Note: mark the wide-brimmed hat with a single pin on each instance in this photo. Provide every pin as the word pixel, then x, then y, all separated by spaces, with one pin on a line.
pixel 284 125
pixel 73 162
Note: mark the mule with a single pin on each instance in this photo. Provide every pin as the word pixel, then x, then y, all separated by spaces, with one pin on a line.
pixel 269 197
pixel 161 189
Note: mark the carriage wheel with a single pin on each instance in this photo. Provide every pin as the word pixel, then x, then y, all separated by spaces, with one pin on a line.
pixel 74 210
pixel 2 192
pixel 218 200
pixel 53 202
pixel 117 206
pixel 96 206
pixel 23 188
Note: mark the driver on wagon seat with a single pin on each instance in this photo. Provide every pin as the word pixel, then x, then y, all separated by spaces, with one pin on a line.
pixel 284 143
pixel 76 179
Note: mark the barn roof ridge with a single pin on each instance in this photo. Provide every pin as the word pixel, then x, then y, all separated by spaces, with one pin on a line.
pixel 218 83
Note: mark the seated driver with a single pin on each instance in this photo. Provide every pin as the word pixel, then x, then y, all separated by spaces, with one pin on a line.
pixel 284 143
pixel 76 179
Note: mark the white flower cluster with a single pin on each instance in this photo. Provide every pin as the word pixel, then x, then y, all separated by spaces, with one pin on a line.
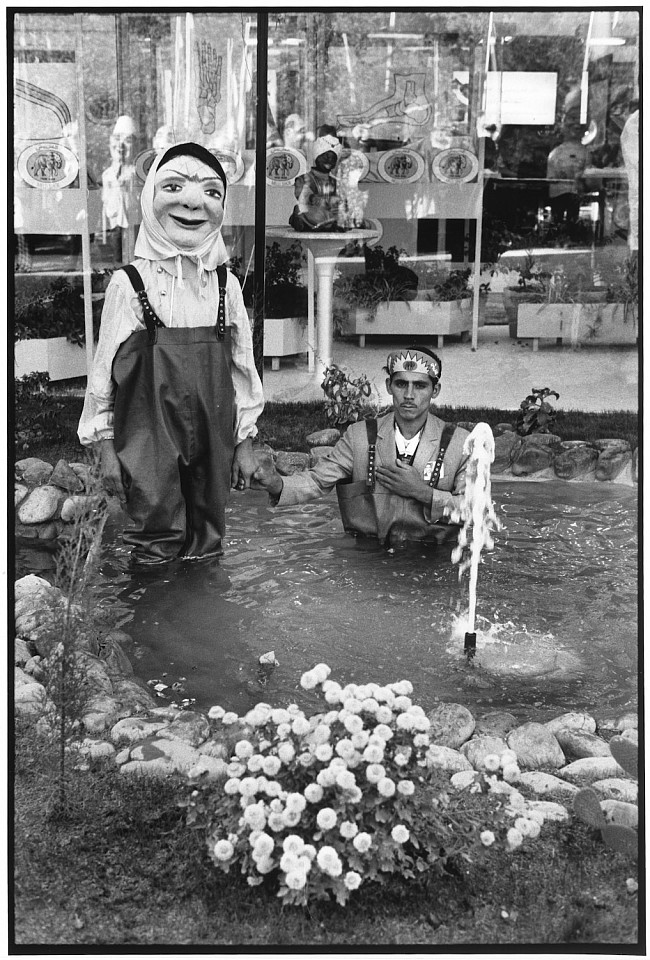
pixel 295 781
pixel 528 823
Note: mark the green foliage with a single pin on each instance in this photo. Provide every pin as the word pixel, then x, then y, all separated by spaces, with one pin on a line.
pixel 536 415
pixel 37 414
pixel 346 398
pixel 70 620
pixel 284 292
pixel 338 800
pixel 57 311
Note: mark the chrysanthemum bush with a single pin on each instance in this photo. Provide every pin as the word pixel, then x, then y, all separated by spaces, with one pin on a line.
pixel 321 806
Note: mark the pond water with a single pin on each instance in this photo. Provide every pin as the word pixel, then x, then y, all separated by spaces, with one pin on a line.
pixel 556 611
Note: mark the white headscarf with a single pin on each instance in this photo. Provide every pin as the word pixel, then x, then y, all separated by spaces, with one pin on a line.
pixel 154 244
pixel 325 144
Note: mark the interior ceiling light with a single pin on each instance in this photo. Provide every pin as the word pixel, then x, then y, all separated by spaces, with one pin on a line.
pixel 606 41
pixel 396 36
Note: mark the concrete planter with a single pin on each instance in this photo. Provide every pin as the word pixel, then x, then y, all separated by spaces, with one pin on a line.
pixel 56 356
pixel 414 318
pixel 597 323
pixel 284 337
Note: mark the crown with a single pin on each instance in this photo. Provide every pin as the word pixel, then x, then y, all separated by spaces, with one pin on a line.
pixel 413 362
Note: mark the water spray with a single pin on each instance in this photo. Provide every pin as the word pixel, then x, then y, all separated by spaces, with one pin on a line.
pixel 478 519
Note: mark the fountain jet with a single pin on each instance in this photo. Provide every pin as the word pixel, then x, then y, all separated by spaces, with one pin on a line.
pixel 477 517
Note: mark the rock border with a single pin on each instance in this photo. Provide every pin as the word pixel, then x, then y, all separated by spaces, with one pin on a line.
pixel 124 726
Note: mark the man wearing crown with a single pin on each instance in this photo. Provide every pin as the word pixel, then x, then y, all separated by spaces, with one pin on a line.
pixel 398 477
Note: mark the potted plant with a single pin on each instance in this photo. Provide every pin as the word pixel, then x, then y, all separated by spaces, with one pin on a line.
pixel 529 289
pixel 285 302
pixel 567 308
pixel 49 328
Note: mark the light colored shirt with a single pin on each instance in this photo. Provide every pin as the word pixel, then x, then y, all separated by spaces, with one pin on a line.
pixel 185 306
pixel 406 448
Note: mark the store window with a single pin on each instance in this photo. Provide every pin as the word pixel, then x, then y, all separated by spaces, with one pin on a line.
pixel 96 96
pixel 468 146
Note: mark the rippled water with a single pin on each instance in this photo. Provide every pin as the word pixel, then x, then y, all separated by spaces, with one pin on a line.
pixel 556 611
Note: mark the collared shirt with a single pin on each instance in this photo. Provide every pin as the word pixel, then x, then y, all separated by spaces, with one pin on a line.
pixel 187 306
pixel 406 448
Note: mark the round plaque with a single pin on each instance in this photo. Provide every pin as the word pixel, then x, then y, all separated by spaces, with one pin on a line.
pixel 455 165
pixel 400 166
pixel 283 165
pixel 48 166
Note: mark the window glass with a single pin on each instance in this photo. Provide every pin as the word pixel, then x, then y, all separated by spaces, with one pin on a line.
pixel 96 96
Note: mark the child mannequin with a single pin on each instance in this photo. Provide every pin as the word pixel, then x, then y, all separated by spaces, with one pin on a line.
pixel 316 191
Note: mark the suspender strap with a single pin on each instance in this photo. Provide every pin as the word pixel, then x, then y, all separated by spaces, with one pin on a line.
pixel 151 318
pixel 371 430
pixel 447 434
pixel 222 277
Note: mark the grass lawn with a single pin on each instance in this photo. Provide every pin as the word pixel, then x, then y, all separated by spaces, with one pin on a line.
pixel 121 867
pixel 284 426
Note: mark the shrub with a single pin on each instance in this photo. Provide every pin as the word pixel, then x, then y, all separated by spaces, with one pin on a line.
pixel 321 806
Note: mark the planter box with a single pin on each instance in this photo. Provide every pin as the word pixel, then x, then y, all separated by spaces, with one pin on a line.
pixel 598 323
pixel 56 356
pixel 414 318
pixel 283 337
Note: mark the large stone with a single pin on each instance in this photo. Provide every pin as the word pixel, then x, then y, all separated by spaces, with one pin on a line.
pixel 546 783
pixel 629 721
pixel 549 810
pixel 323 438
pixel 64 476
pixel 133 729
pixel 503 444
pixel 631 734
pixel 533 454
pixel 535 746
pixel 95 674
pixel 611 443
pixel 30 699
pixel 444 758
pixel 574 459
pixel 288 463
pixel 33 470
pixel 451 725
pixel 611 462
pixel 101 750
pixel 209 769
pixel 318 453
pixel 576 744
pixel 159 755
pixel 572 721
pixel 214 748
pixel 79 505
pixel 590 769
pixel 40 505
pixel 622 813
pixel 22 652
pixel 478 748
pixel 497 723
pixel 190 727
pixel 616 788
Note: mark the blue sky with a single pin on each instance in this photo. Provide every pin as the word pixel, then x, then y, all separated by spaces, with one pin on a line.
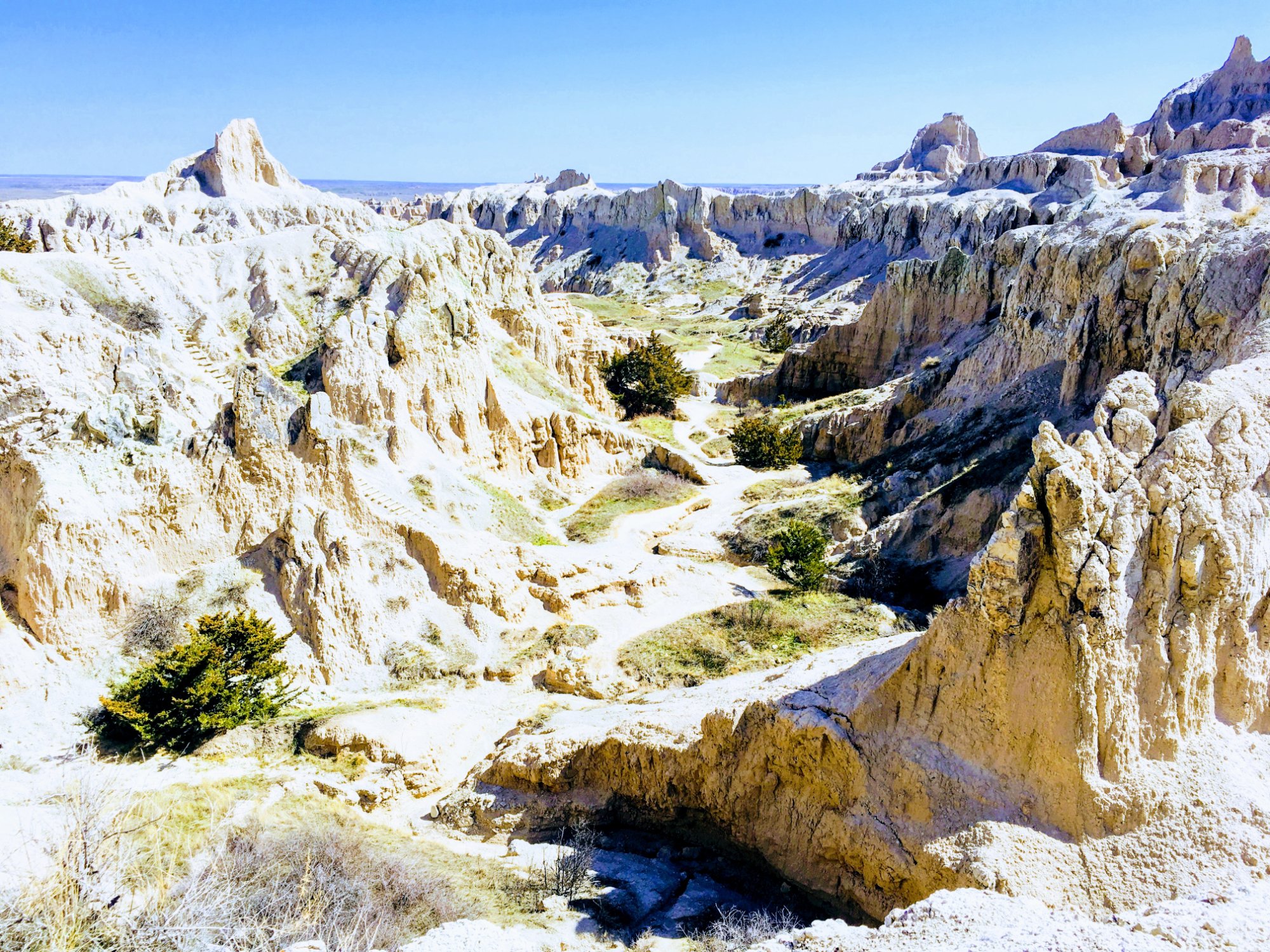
pixel 482 91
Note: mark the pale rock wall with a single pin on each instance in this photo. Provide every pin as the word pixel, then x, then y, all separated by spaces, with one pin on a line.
pixel 1053 731
pixel 161 449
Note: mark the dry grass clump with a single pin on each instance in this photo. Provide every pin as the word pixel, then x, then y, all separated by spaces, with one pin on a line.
pixel 426 658
pixel 514 522
pixel 322 876
pixel 824 503
pixel 752 635
pixel 139 875
pixel 1245 219
pixel 736 930
pixel 558 637
pixel 636 493
pixel 111 863
pixel 566 871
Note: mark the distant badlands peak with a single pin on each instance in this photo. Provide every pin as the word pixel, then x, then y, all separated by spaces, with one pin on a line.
pixel 567 180
pixel 236 164
pixel 1241 51
pixel 942 149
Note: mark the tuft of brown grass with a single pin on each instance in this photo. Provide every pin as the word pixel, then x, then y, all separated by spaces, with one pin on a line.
pixel 751 635
pixel 1245 218
pixel 636 493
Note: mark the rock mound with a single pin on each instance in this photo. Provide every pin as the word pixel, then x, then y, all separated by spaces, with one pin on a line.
pixel 237 164
pixel 942 149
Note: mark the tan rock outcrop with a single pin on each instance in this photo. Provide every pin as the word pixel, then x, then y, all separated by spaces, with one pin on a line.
pixel 1067 708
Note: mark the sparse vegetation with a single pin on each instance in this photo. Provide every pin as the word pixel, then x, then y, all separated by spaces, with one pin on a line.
pixel 760 444
pixel 549 499
pixel 751 635
pixel 1245 218
pixel 717 447
pixel 637 493
pixel 512 520
pixel 612 308
pixel 426 658
pixel 737 930
pixel 660 428
pixel 647 380
pixel 556 638
pixel 227 675
pixel 565 873
pixel 422 489
pixel 797 557
pixel 778 337
pixel 13 241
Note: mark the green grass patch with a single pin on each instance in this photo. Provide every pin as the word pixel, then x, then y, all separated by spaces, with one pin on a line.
pixel 717 447
pixel 612 308
pixel 660 428
pixel 514 522
pixel 739 357
pixel 322 711
pixel 422 489
pixel 714 290
pixel 549 499
pixel 638 493
pixel 819 502
pixel 752 635
pixel 723 420
pixel 793 413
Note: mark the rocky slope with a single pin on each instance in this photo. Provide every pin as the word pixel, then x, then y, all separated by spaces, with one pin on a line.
pixel 271 392
pixel 1085 725
pixel 223 389
pixel 1010 290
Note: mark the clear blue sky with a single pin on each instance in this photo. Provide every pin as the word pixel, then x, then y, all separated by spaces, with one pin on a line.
pixel 486 91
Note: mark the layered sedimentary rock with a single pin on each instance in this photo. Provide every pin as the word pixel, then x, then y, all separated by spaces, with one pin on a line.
pixel 1112 253
pixel 1056 733
pixel 1078 400
pixel 300 402
pixel 234 190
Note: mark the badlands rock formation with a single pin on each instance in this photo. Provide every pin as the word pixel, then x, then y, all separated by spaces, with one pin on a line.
pixel 1013 289
pixel 251 376
pixel 224 389
pixel 1086 724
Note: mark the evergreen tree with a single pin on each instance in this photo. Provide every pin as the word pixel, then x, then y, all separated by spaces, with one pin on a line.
pixel 227 675
pixel 13 241
pixel 763 445
pixel 797 555
pixel 648 380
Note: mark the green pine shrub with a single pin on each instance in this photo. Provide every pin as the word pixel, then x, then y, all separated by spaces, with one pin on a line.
pixel 227 675
pixel 648 380
pixel 797 557
pixel 760 444
pixel 13 241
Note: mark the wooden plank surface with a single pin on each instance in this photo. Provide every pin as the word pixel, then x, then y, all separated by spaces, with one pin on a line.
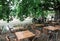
pixel 24 34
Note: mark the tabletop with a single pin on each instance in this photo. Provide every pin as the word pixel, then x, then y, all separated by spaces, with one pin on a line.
pixel 39 24
pixel 24 34
pixel 51 28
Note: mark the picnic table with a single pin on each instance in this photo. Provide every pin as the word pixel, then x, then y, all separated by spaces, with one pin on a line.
pixel 23 35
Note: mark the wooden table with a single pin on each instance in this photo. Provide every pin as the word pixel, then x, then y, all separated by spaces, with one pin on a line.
pixel 39 24
pixel 57 26
pixel 18 28
pixel 52 28
pixel 24 34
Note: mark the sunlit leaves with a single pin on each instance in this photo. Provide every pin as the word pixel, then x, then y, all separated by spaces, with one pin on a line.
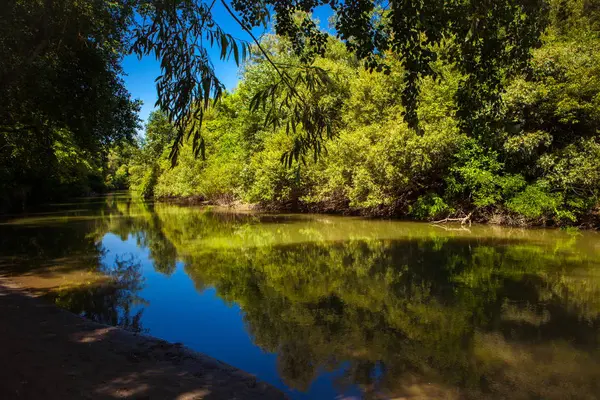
pixel 179 34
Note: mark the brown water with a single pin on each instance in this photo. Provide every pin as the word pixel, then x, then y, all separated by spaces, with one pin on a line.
pixel 330 307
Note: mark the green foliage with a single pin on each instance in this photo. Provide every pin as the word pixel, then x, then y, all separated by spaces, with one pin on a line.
pixel 536 161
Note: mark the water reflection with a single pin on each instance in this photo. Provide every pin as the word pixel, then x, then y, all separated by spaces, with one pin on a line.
pixel 398 309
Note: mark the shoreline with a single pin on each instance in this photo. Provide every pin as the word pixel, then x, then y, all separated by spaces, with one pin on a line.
pixel 55 354
pixel 496 217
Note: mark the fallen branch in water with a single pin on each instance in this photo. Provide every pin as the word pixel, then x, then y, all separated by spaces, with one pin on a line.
pixel 462 221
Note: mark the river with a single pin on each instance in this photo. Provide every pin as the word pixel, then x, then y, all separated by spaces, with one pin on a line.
pixel 329 307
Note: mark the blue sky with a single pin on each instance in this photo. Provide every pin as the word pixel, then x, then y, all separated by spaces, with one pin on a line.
pixel 140 74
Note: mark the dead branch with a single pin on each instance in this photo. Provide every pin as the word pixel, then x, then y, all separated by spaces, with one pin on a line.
pixel 462 220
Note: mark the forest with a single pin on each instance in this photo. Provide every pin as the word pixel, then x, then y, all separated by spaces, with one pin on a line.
pixel 530 156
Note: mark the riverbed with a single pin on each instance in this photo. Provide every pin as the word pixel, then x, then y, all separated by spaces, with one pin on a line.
pixel 327 307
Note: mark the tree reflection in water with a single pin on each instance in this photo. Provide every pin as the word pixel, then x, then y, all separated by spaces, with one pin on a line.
pixel 402 309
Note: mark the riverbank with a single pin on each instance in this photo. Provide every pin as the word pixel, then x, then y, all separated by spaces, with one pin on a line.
pixel 488 216
pixel 51 353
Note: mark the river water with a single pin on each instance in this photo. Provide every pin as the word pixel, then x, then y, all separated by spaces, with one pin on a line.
pixel 329 307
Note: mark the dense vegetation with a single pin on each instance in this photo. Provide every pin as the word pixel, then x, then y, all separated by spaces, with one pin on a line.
pixel 457 314
pixel 462 115
pixel 537 161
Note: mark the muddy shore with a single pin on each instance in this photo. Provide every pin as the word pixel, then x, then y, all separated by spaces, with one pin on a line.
pixel 50 353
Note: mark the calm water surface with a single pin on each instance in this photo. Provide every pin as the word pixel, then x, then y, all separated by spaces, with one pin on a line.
pixel 333 307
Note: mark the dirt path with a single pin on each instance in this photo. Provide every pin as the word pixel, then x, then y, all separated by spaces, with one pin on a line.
pixel 50 353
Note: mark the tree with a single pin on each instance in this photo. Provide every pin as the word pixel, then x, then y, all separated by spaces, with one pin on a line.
pixel 486 40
----------
Scale the items from the line containing "Note: mark the dirt" through the end of the items, both included. Copy those lines again, requests and all, but multiply each pixel coordinate in the answers by 0.7 and round to a whole number, with halves rounding up.

Note: mark the dirt path with a single pin on each instance in this photo. Provide every pin as the word pixel, then x, then y, all separated by spaces, with one pin on a line.
pixel 35 247
Note: mark the tree with a single pin on each instance in this photo. Provide every pin as the word pixel, then x, then y, all separated by spaces, with one pin on a line.
pixel 340 28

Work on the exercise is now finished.